◆ **Natural-language object grounding data**
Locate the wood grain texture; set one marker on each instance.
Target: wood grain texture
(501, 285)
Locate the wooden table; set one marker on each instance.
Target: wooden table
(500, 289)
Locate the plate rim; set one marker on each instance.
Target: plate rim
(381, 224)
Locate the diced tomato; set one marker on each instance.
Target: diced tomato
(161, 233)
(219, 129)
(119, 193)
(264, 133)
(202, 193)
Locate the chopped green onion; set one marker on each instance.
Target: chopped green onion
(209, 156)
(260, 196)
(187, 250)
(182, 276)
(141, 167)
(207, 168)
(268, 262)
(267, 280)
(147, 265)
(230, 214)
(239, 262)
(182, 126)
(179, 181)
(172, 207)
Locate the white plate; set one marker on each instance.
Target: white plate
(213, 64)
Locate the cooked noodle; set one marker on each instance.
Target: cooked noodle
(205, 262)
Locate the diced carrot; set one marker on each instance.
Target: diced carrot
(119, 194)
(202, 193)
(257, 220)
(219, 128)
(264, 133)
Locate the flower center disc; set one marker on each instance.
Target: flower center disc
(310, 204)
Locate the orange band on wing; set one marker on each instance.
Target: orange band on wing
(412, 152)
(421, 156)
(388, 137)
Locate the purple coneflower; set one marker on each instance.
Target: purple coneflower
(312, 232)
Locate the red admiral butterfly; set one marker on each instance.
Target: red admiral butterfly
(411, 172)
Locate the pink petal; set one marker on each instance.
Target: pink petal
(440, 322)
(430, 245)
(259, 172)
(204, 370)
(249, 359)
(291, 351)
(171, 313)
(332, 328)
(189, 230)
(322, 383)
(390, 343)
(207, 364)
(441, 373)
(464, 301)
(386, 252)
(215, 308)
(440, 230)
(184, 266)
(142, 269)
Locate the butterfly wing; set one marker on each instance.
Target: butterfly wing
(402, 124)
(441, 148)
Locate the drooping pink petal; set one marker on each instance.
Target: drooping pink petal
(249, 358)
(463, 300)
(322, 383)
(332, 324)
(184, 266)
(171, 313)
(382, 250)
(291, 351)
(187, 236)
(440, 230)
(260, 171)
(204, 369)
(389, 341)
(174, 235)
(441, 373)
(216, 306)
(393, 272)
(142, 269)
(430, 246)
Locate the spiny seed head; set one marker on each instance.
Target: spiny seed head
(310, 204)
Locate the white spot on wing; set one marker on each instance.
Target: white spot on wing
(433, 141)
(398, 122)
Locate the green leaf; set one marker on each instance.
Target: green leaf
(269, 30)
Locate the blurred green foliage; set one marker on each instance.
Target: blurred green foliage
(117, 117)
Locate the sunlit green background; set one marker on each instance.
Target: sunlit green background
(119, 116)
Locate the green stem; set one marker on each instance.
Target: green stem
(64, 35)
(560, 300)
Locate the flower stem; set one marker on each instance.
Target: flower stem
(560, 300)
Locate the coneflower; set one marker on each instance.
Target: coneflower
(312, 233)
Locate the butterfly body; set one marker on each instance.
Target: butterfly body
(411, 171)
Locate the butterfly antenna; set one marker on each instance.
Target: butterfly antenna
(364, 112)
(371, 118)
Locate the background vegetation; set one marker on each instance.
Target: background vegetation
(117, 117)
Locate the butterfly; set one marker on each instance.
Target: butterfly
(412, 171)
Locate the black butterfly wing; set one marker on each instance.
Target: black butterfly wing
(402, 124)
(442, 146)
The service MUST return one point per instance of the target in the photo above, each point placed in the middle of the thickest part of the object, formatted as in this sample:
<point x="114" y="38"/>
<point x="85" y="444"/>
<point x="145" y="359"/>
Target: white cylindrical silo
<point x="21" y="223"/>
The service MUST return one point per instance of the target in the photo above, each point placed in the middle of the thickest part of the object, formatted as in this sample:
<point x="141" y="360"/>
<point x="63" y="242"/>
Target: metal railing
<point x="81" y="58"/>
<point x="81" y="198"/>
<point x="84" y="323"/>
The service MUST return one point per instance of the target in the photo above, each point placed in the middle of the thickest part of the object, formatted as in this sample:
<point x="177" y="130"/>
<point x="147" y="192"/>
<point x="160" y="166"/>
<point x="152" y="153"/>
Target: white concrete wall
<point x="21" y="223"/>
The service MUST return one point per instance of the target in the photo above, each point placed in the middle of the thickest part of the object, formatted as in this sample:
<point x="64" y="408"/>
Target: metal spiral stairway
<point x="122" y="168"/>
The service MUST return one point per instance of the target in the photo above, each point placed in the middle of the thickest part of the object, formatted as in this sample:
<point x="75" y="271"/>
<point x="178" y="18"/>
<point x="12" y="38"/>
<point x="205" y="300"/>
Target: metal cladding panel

◆ **Exercise requirements**
Output all of the data without altering a single line.

◆ **Task output**
Locate the wood grain texture; set one marker on each instance.
Target: wood grain texture
(501, 285)
Locate the wooden table; set one marker on each instance.
Target: wooden table
(500, 289)
Locate the plate rim; set one marker on each instance.
Target: plate rim
(381, 224)
Locate the diced tomato; set one marker on each instance.
Target: diced tomato
(161, 233)
(219, 129)
(119, 193)
(264, 133)
(202, 193)
Locate the chopped green onion; set one marker on each instance.
Target: chopped green onion
(209, 156)
(260, 196)
(187, 250)
(182, 276)
(141, 167)
(207, 168)
(268, 262)
(267, 280)
(147, 265)
(230, 214)
(239, 262)
(182, 126)
(179, 181)
(172, 207)
Locate the white plate; set one marker on each instance.
Target: white plate
(213, 64)
Locate the cooked noodle; set one marker on each instance.
Target: cooked noodle
(205, 262)
Locate the diced carrot; set one marker on each instance.
Target: diced carrot
(119, 194)
(202, 193)
(257, 220)
(219, 128)
(264, 133)
Locate the flower center disc; set one marker on each instance.
Target: flower center disc
(310, 204)
Locate the orange band on wing; set one marker on each instance.
Target: orange band on wing
(412, 152)
(421, 156)
(388, 137)
Locate the purple coneflower; set one marker on each instance.
Target: purple coneflower
(312, 232)
Locate the red admiral butterfly; set one marker on each instance.
Target: red admiral butterfly
(411, 172)
Locate the pink petal; set one marker on each instance.
Target: pink petal
(440, 322)
(430, 245)
(259, 172)
(204, 370)
(249, 359)
(291, 351)
(171, 313)
(332, 328)
(189, 230)
(322, 383)
(390, 343)
(207, 364)
(441, 373)
(464, 301)
(386, 252)
(215, 308)
(440, 230)
(184, 266)
(142, 269)
Locate the butterfly wing; set one marker on each instance.
Target: butterfly wing
(402, 124)
(441, 148)
Locate the drooping pink petal; set one marker on each instance.
Target: drooping pink petal
(249, 358)
(463, 300)
(322, 383)
(332, 324)
(184, 266)
(171, 313)
(382, 250)
(291, 351)
(187, 236)
(440, 230)
(260, 171)
(204, 369)
(389, 341)
(174, 235)
(441, 373)
(216, 306)
(393, 272)
(142, 269)
(430, 246)
Locate the spiny seed head; set one marker on each instance.
Target: spiny seed head
(310, 204)
Locate the white spot on wing; set one marker on each instance.
Target: white spot on wing
(433, 141)
(398, 122)
Locate the green leaf; set one marker on each instance.
Target: green leaf
(269, 30)
Locate the blurred green foliage; set one marker on each instance.
Target: blurred green foliage
(117, 117)
Locate the sunlit green background; set one marker on each instance.
Target: sunlit green background
(119, 116)
Locate the green stem; set one marker on each instance.
Target: green stem
(64, 35)
(560, 300)
Locate the flower stem; set one marker on each instance.
Target: flower stem
(560, 300)
Locate the coneflower; set one marker on each instance.
Target: coneflower
(312, 233)
Locate the butterfly body; set one marker on each instance.
Target: butterfly body
(411, 171)
Locate the butterfly antenna; set one marker on each instance.
Target: butterfly antenna
(364, 112)
(371, 118)
Locate the background vegetation; set one marker on each instance.
Target: background vegetation
(117, 117)
Locate the butterfly; set one marker on each instance.
Target: butterfly
(412, 171)
Locate the black butterfly wing; set one marker on each instance.
Target: black butterfly wing
(402, 124)
(442, 146)
The service MUST return one point per instance of the target in the photo above, each point placed in the middle of the thickest part of the object, formatted as in this sample:
<point x="114" y="38"/>
<point x="85" y="444"/>
<point x="145" y="359"/>
Target: white cylindrical silo
<point x="21" y="223"/>
The service MUST return one point per instance of the target in the photo above, each point placed in the middle of the thickest part of the object, formatted as in this sample:
<point x="141" y="360"/>
<point x="63" y="242"/>
Target: metal railing
<point x="81" y="58"/>
<point x="81" y="198"/>
<point x="84" y="323"/>
The service MUST return one point per instance of the target in the photo above, each point placed in the middle of the thickest part of the object, formatted as in this sample:
<point x="177" y="130"/>
<point x="147" y="192"/>
<point x="160" y="166"/>
<point x="152" y="153"/>
Target: white concrete wall
<point x="21" y="223"/>
The service MUST return one point per instance of the target in the photo above, each point placed in the middle of the thickest part of the object, formatted as in this sample:
<point x="64" y="408"/>
Target: metal spiral stairway
<point x="122" y="168"/>
The service MUST return one point per instance of the target in the photo above, each point placed in the middle of the thickest part of the object, formatted as in this sample:
<point x="75" y="271"/>
<point x="178" y="18"/>
<point x="12" y="38"/>
<point x="205" y="300"/>
Target: metal cladding panel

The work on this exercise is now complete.